• _EXTRACTED ENTRIES_:
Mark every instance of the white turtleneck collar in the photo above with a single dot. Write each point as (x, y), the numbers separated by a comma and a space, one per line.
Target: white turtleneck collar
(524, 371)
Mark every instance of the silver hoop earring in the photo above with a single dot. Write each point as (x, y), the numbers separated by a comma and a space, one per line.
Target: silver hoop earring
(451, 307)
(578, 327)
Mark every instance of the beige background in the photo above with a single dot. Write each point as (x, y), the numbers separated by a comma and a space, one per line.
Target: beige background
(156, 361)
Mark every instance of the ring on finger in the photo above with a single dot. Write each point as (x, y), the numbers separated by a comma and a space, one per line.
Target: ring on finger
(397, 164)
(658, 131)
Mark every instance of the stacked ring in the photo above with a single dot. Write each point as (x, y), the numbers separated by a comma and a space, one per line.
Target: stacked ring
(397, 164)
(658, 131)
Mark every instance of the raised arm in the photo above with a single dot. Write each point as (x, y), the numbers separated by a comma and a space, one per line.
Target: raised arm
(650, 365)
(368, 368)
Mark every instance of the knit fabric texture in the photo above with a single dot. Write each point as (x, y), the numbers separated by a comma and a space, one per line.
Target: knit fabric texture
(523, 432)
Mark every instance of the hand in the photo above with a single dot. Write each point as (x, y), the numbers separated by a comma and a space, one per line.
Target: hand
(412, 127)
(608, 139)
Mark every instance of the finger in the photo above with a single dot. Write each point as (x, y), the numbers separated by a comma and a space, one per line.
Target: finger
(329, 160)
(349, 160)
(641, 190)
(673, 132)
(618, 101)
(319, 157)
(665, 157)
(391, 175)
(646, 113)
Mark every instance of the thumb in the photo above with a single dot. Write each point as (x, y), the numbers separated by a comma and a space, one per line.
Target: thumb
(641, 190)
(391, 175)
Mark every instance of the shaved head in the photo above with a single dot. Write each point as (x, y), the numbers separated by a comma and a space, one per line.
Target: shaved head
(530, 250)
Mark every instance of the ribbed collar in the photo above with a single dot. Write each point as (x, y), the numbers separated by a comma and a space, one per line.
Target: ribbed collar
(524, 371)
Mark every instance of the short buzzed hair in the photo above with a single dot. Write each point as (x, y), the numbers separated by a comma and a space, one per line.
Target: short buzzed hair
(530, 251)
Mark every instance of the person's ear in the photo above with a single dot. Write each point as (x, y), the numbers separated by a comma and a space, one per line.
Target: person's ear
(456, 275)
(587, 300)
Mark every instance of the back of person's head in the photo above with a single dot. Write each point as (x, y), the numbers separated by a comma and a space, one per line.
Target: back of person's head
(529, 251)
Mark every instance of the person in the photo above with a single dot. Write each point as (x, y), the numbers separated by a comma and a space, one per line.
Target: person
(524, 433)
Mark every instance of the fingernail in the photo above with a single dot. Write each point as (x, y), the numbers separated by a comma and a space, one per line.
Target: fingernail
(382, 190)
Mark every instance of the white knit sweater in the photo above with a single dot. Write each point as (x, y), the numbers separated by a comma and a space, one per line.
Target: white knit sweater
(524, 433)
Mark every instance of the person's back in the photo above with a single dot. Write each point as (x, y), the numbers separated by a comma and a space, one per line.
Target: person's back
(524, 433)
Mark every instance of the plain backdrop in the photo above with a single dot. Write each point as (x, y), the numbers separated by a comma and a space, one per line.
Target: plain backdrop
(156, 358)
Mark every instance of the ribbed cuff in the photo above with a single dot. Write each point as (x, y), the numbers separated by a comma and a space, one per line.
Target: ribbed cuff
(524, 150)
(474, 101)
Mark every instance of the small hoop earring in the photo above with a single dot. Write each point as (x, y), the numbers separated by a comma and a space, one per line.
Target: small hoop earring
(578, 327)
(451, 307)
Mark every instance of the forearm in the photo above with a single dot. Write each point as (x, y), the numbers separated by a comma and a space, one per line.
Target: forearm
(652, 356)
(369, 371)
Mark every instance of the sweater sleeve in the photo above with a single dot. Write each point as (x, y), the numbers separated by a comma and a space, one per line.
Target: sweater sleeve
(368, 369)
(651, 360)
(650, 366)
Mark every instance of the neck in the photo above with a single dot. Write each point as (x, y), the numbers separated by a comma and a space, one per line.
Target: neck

• _WHAT THE TASK REQUIRES_: Transcribe every entry exactly, omitting nothing.

• _EXERCISE RESULT_:
Mark every instance of the white turtleneck collar in the photo above with a single dot. Write each point as (x, y), the numbers separated by a comma and a space, one per line.
Target: white turtleneck collar
(524, 371)
Mark every instance of the silver hoop earring in the photo above with a single dot. Write each point as (x, y), the numbers separated by a comma and a space, one per line.
Target: silver hoop earring
(451, 307)
(578, 327)
Mark every instance of the beige background in the photo above with a single dot. Write each point as (x, y), the numbers separated by a comma and a space, one per line.
Target: beige background
(156, 361)
Mark every instance of the ring on finger in the photo above with a single dot. Write each point as (x, y), the numbers separated by a comma and a space, one per line.
Target: ring on finger
(397, 164)
(658, 131)
Mark every instance of the stacked ring in the photo above with a single dot. Write each point as (x, y), the numbers separated by a comma and a space, one per line.
Target: stacked ring
(397, 164)
(658, 131)
Mark every instance of the raised arm in the photo above with a single dot. Write each point as (x, y), the numbers separated by a comma and a space, one per line.
Target: raised arm
(650, 365)
(368, 368)
Mark every instance of the knit fabric texture in the photo above with a single dot. Write each point as (x, y), the numbers separated by a comma and a space, one per line.
Target: knit fabric texture
(523, 432)
Mark every instance of the hand in the photo above with a single dot. Write each point as (x, y), the numbers separated by a comma and a space, one per line.
Target: hand
(412, 127)
(608, 139)
Mark every instance of the finger in the photo above with a single dot. Write each point as (x, y), the numbers separated by a comma and a space, one per line.
Target: finger
(329, 160)
(349, 160)
(641, 190)
(673, 132)
(618, 101)
(319, 157)
(665, 157)
(391, 175)
(646, 113)
Mark every instance of the thumb in the photo above with a single dot. Write each point as (x, y), the numbers separated by a comma and a space, one per line.
Target: thumb
(641, 190)
(391, 175)
Mark every instance of the shaved head in the photo above with a single dot. Write each point as (x, y), the numbers separated by a comma and a space, one per line.
Target: shaved head
(530, 250)
Mark every instance of the ribbed collar in the photo above with a single dot. Write each point as (x, y), the numbers separated by a comma and a space, one per line.
Target: ribbed collar
(524, 371)
Mark every instance of the short buzzed hair in the photo above with a single dot. Write each point as (x, y), the numbers separated by a comma and a space, one per line.
Target: short buzzed hair
(530, 251)
Mark every instance of the person's ear in the photo above with a single dot. Write each point as (x, y), the numbers separated by a comma and a space, one per line.
Target: person's ear
(456, 275)
(587, 300)
Mark every instance of the back of person's head in the photo above with a single dot. Write each point as (x, y), the numbers separated by a comma and a space, one per line.
Target: back of person's head
(529, 251)
Mark every instance of the person in the photo above with a single dot. Write each point as (x, y), the numbers separated by a comma and a space, one per line.
Target: person
(524, 433)
Mark every instance of the fingernail in the photo above with a single dot. Write each point as (x, y), the numbers separated by a comma and a space, one per line.
Target: fingernail
(382, 190)
Mark every instance of the white knit sweater in the photo above with a single dot. Write each point as (x, y), the numbers separated by a comma and a space, one per line.
Target: white knit sweater
(524, 433)
Mark every instance of the person's back in the photo above with a single dot. Write each point as (x, y), the numbers separated by a comma and a space, one per line.
Target: person's back
(524, 433)
Mark every instance of the plain backdrop in the photo above with a single dot. Write each point as (x, y), the numbers separated by a comma and a space, one per line.
Target: plain backdrop
(156, 358)
Mark every instance of the ribbed cuff in the photo above with a single dot. Write each point as (x, y), the numbers separated by a comma and a space, one per line.
Target: ribbed cuff
(524, 150)
(474, 101)
Mark every instance of the small hoop earring in the photo above with a single dot. Write each point as (x, y), the numbers separated by a comma and a space, one per line.
Target: small hoop earring
(578, 327)
(451, 307)
Mark every instance of the forearm in the photo above with a single dot. Write each point as (x, y), the numbers separated by a comma and a space, one per line.
Target: forearm
(652, 356)
(369, 371)
Mark every instance of the sweater sleeve in the photo above with a single dot. Write each point as (x, y), the numbers separated by a comma and a space, one per line.
Target: sweater sleeve
(368, 369)
(651, 360)
(650, 366)
Mark every instance of the neck in the photo above with a single dot. Write each point as (x, y), the numbers separated by a comma and a space, one per line.
Target: neck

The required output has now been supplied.